▶ **SET PROBLEM A**
In the post about the Time cover, how many hours a day does the writer spend working away from the child?
▶ **SET PROBLEM B**
Continue the blog post on attachment parenting, starting right after its last sentence.

-- begin SELECTION --

Brouhaha that’s the word to use and the word that came to mind when the recent Time article and cover “Are You Mom Enough” generated such a sh!tstorm of controversy that polarized parents, especially moms once again.
Personally, I found the question, “Are You Mom Enough?” offensive and it placed me on the defensive. It forced the whole issue of motherhood and parenting into a simple Yes or No answer. The question posed a challenge — Are you doing enough for your family? As a mom with a full-time job that sees me working away from my kid for 12 hours a day this question was harsh. Nice work Time. Happy Mother’s Day to your moms too. Moms actively discussed the cover and the question online and it brought to light a parenting theory that most moms of my generation have adhered to.
The Time article got people talking about Attachment Parenting (AP) and Extended Breastfeeding. I never breastfed DW (my story here) which is number 2 in the 7 Basic Baby B’s of AP but I soon realized that BDW and I are actually practicing some of the basic tenets of this parenting philosophy.
I recently found a video about Attachment Parenting and I figured that the 7 Baby B’s are really commonsensical basics.
The 7 Basic B’s are:
Birth Bonding, Breastfeeding, Babywearing, Bedding Close to Baby, Belief in the Language of Your Baby’s Cry, Beware of Baby Trainers and Balance
Co-sleeping? Check. I grew up co-sleeping with my parents. My brothers and I slept in one room with our folks until I was old enough to have my own room which was awful because a cat would always perch itself outside my window and stare at me creepy, stalker cat! My brothers and I were all breastfed too.
As for DW. Well, we co-sleep with DW. He has a toddler bed of his own but he still always creeps up to our bed in the middle of the night declaring “I want to stay in the middle”. I used a sling once but DW wanted to be carried by everybody. There was a time that we actually thought twice about buying an umbrella stroller because DW probably wouldn’t stay in it anyway.
Here’s the video I found about AP which is a great way to sum up the technique.
A recent interview by Stefanie Wilder Tyler of Dr. Sears, the attachment parenting guru also brought to light the realities of AP. When Dr. Sears was asked about those that have taken AP to the extreme, he says
We’ve been very misquoted and misunderstood. Our goal is to convince moms and dads that this is a long-term investment. Our attachment advice is a way to give mothers back parenting experience that the years of detachment advice has taken away.

-- end SELECTION --
-- begin GIVEN INFORMATION --

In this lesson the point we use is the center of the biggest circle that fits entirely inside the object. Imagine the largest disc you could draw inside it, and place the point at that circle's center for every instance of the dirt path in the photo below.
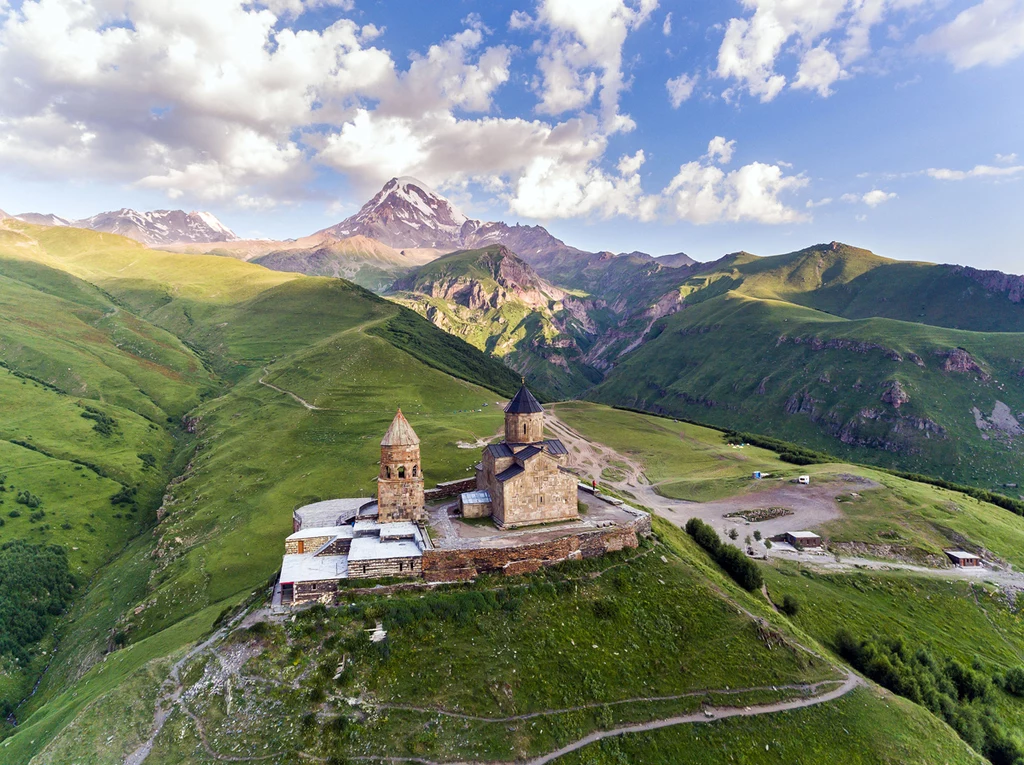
(301, 400)
(811, 507)
(710, 714)
(172, 690)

-- end GIVEN INFORMATION --

▶ **FINAL RESULT A**
The writer works away from the child for 12 hours a day.

▶ **FINAL RESULT B**
The rest of the interview is here.
I guess the underlying principle of Attachment Parenting is to listen to yourself and your kid’s cues and to respond appropriately. The style is instinctive. Not to trivialize how hard parenting is but sometimes listening to your gut is the best right? Follow your intuition I say. But even with the emphasis on AP in discussions as a result of the Time cover, it also got people talking on other parenting styles and the only conclusion to all that talk is that there is no one type that works for parents and children. Heck for different kids in the same family, different styles could work. To each his own most definitely as long as the goal is a loving and hopefully a relationship between mom and child.
After all the brouhaha that ensued what stood out really is how significant moms are in molding future generations and how the parenting choices we make create waves that impact society in the long-term. If this is the “burden” (for lack of a better word) that moms willingly bear shouldn’t we be supported and encouraged? Battle lines should not be drawn and questions like “are you mom enough” should not be asked period. Maybe what we should be asked is “how can we help you?”
How about you? How did you react when you first saw the Time cover? I would love to know your thoughts and your reactions!
Jen CC Tan says
May 20, 2012 at 7:58 am“I guess the underlying principle of Attachment Parenting is to listen to yourself and your kid’s cues and to respond appropriately. The style is instinctive. Not to trivialize how hard parenting is but sometimes listening to your gut is the best right? Follow your intuition I say. ”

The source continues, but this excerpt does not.